+++ Supplied material

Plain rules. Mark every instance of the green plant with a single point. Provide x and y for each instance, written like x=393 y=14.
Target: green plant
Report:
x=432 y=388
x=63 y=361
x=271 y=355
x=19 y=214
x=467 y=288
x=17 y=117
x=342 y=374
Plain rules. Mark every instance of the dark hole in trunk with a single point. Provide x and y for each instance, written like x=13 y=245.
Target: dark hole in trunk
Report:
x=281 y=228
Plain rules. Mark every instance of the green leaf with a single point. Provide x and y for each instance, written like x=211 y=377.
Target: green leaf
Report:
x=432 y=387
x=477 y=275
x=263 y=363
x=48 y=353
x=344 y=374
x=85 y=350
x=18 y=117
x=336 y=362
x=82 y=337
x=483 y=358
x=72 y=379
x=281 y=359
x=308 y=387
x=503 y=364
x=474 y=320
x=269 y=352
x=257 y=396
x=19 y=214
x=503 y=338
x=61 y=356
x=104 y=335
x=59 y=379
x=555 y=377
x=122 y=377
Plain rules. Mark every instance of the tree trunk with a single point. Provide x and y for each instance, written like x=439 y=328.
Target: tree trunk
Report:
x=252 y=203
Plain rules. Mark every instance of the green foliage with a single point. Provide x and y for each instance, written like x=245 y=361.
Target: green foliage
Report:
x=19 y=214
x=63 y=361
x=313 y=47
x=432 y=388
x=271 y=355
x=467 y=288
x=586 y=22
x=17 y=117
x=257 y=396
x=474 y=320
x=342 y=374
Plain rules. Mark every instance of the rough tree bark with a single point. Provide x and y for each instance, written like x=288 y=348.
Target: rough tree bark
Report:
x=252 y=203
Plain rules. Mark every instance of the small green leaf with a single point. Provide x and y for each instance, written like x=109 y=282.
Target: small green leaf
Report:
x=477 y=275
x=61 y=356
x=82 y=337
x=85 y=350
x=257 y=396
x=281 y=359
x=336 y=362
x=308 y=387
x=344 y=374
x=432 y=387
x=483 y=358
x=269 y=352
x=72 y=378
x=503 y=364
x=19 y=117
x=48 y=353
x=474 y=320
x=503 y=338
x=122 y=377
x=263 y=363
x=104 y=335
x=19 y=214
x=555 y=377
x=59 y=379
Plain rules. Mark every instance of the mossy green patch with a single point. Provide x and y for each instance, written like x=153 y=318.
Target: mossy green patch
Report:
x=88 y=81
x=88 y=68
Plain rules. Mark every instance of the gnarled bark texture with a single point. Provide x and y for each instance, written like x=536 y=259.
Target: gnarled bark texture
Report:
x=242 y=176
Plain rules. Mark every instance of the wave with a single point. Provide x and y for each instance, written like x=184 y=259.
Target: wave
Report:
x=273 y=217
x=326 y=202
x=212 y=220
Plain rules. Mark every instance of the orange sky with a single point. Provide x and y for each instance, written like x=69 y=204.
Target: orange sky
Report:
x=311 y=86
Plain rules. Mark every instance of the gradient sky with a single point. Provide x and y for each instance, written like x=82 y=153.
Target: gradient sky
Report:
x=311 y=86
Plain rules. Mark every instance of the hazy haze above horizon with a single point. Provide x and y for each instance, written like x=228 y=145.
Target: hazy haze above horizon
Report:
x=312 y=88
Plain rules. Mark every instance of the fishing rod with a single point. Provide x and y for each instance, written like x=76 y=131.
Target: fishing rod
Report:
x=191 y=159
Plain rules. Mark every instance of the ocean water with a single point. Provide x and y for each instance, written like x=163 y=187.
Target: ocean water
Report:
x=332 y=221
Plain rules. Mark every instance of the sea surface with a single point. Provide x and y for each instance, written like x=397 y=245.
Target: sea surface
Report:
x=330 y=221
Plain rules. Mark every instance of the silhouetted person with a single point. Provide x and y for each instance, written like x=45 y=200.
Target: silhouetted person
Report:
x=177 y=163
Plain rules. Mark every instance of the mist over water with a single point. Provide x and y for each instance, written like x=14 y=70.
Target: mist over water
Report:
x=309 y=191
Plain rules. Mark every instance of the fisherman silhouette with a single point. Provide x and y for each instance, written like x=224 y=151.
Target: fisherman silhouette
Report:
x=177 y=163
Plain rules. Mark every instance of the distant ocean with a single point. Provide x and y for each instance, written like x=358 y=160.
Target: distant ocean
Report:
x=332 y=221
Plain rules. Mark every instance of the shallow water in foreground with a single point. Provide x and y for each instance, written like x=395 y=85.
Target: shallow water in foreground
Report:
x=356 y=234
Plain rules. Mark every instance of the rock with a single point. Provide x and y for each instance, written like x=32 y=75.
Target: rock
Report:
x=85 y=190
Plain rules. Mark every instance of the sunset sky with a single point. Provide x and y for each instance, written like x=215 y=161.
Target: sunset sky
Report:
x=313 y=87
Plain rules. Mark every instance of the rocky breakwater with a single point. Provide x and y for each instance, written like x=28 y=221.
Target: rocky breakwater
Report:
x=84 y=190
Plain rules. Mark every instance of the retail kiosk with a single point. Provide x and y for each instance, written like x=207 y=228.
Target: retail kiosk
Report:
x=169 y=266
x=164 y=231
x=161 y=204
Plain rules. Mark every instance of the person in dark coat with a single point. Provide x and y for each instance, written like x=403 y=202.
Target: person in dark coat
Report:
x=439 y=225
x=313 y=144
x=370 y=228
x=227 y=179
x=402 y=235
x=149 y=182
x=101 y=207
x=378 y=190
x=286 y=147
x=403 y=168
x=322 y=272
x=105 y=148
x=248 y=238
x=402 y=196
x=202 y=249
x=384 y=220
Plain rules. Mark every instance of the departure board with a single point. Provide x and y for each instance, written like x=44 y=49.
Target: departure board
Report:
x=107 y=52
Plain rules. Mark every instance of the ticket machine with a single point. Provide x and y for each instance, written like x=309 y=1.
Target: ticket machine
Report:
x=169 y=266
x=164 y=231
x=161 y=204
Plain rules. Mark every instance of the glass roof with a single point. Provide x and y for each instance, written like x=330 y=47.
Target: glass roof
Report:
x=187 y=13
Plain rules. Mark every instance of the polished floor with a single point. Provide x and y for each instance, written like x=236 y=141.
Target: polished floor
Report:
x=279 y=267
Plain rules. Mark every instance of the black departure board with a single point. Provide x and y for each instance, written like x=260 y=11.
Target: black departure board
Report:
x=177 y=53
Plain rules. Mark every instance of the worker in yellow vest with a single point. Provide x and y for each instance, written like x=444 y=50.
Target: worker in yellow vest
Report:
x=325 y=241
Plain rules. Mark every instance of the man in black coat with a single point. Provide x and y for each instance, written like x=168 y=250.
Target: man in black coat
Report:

++++++

*To do*
Retype the listing verbatim, starting at its first line and stopping after the line that contains "x=281 y=228".

*Result for this exercise*
Plain rules. Mark every instance of the green plant with a single point. Provide x and y for each instance, written like x=393 y=14.
Target: green plant
Report:
x=432 y=388
x=63 y=361
x=271 y=355
x=19 y=214
x=467 y=288
x=17 y=117
x=342 y=374
Plain rules. Mark every instance of the dark hole in trunk with a single point. Provide x and y for each instance, written like x=13 y=245.
Target: dark hole in trunk
Report:
x=281 y=228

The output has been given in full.